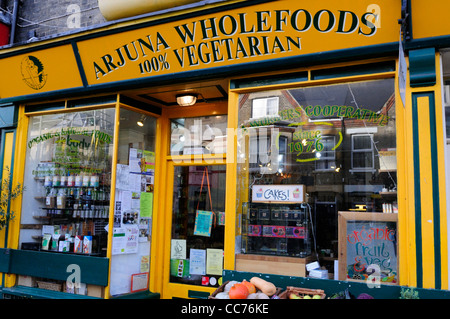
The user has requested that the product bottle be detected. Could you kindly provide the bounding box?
[75,173,82,187]
[46,187,56,209]
[67,173,74,187]
[83,173,90,187]
[67,188,74,209]
[56,188,67,210]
■ ■ ■ ■
§ TO DO
Output each of the lines above exactly, apart from the images.

§ ANSWER TO THE EXERCISE
The user has requested that the product bottle be detected. Could you kindly provide the bounding box?
[75,173,82,187]
[46,187,56,209]
[67,173,74,187]
[83,173,90,187]
[67,188,74,209]
[56,188,67,210]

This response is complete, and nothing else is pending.